Image object location entries

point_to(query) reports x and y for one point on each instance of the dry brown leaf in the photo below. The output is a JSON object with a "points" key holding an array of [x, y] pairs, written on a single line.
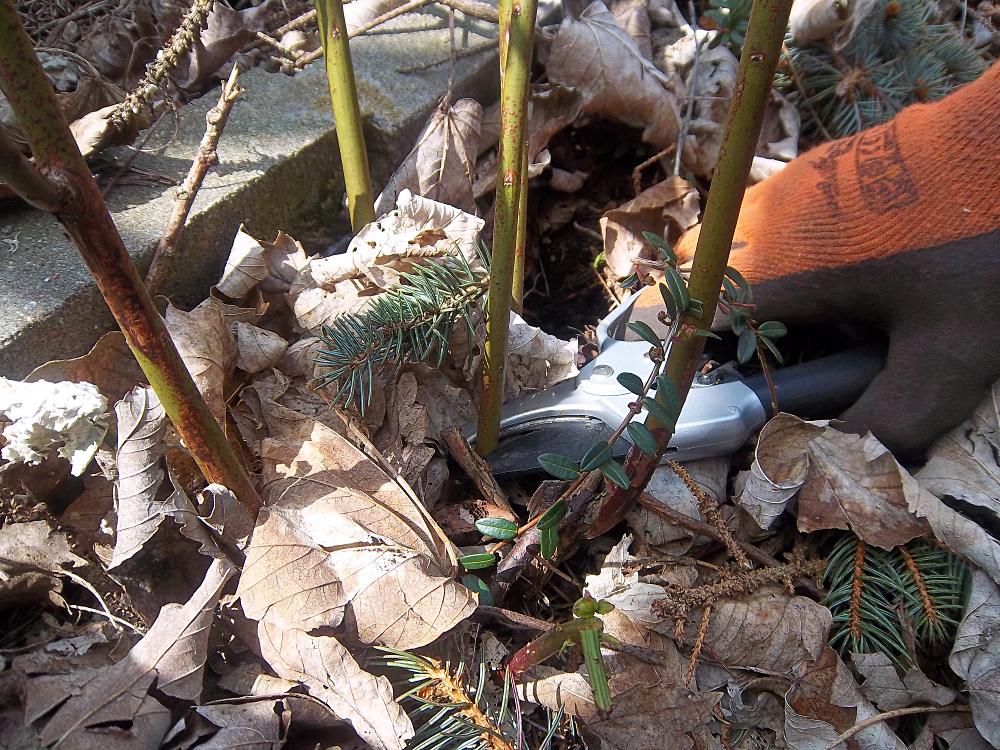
{"points": [[31, 557], [975, 656], [667, 209], [208, 349], [597, 57], [781, 462], [369, 545], [332, 675], [109, 365], [768, 629], [257, 349], [171, 656], [441, 166], [246, 266]]}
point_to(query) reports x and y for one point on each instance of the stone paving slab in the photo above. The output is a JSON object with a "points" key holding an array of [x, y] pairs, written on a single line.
{"points": [[279, 168]]}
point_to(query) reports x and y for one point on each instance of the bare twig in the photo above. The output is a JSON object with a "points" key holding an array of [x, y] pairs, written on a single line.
{"points": [[477, 469], [692, 93], [637, 172], [700, 527], [893, 715], [216, 119], [25, 178], [459, 55]]}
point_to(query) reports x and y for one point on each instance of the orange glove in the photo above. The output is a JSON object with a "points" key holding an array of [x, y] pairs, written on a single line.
{"points": [[898, 228]]}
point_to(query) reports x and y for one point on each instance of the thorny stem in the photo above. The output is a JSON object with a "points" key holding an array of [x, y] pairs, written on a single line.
{"points": [[513, 128], [759, 60], [87, 221], [346, 112]]}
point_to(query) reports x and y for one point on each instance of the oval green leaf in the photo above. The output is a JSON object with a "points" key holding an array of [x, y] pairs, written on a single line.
{"points": [[668, 300], [666, 394], [658, 413], [475, 562], [613, 472], [559, 466], [772, 329], [553, 515], [549, 539], [644, 332], [642, 438], [632, 382], [746, 346], [597, 455], [497, 528]]}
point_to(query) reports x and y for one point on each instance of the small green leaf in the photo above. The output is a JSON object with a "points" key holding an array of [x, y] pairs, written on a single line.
{"points": [[553, 515], [666, 252], [632, 382], [772, 329], [644, 332], [668, 300], [704, 333], [475, 562], [549, 539], [497, 528], [667, 394], [658, 413], [477, 584], [774, 350], [613, 472], [595, 456], [741, 282], [591, 642], [678, 289], [643, 438], [747, 346], [559, 466]]}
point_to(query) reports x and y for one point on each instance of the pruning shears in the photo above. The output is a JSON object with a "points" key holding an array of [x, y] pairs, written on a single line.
{"points": [[722, 409]]}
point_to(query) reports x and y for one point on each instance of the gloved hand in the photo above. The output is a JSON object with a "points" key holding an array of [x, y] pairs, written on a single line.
{"points": [[899, 228]]}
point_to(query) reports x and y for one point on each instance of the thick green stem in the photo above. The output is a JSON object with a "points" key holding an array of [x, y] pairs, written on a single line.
{"points": [[346, 113], [513, 127], [86, 219], [759, 60]]}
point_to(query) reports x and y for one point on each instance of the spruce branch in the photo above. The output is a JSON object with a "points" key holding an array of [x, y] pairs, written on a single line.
{"points": [[409, 323]]}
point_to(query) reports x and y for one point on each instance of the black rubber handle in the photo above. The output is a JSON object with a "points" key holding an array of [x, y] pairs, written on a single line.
{"points": [[823, 387]]}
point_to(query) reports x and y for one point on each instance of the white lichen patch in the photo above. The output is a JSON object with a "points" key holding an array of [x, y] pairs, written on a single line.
{"points": [[43, 414]]}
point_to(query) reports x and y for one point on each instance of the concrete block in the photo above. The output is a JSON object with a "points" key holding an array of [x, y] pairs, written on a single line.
{"points": [[279, 168]]}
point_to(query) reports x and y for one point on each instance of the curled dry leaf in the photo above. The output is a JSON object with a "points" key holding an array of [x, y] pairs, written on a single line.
{"points": [[710, 474], [768, 629], [597, 57], [781, 462], [975, 656], [442, 165], [850, 482], [110, 366], [824, 701], [257, 349], [667, 209], [170, 656], [360, 541], [246, 266], [208, 349], [332, 675]]}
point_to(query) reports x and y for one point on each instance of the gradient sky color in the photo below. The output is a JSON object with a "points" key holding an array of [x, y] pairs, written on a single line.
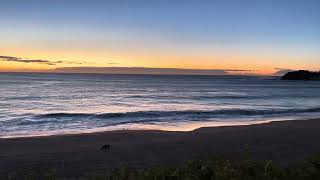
{"points": [[255, 35]]}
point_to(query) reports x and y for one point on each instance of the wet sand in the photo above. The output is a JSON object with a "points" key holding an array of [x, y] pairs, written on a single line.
{"points": [[286, 142]]}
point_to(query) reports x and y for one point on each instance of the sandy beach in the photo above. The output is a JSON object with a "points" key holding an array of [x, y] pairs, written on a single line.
{"points": [[285, 142]]}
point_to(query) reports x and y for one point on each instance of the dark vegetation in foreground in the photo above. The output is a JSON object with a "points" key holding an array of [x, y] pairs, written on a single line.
{"points": [[209, 169]]}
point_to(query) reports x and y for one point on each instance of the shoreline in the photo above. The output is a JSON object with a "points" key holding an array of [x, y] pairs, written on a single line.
{"points": [[182, 127], [284, 142]]}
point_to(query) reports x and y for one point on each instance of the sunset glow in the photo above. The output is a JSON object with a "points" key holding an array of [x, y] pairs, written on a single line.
{"points": [[220, 35]]}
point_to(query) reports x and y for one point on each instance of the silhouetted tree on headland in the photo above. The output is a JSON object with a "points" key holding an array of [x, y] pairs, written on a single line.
{"points": [[301, 75]]}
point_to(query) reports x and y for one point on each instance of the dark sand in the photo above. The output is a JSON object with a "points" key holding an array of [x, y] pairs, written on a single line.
{"points": [[286, 142]]}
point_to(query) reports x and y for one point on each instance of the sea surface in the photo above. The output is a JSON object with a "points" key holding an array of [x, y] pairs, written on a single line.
{"points": [[40, 104]]}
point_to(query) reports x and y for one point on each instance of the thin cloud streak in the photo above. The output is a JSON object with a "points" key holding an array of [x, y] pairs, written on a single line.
{"points": [[144, 70], [38, 61]]}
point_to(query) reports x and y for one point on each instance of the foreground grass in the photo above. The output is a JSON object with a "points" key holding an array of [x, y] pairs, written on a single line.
{"points": [[208, 169], [221, 169]]}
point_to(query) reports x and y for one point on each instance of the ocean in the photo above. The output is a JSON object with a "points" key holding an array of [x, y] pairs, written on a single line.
{"points": [[41, 104]]}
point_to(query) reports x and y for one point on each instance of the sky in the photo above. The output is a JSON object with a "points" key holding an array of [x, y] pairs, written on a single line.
{"points": [[249, 36]]}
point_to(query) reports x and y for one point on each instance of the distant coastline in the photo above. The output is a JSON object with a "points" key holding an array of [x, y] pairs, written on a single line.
{"points": [[302, 75]]}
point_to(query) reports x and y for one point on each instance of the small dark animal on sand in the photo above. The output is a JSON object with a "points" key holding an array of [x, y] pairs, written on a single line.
{"points": [[105, 147]]}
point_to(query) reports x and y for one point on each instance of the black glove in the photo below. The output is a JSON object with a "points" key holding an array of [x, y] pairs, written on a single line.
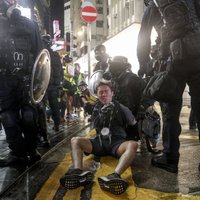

### [PROBLEM DESCRIPTION]
How many lines in the items above contain the string "black"? Case counts, and the reply should be the number only.

### [FINAL RESULT]
2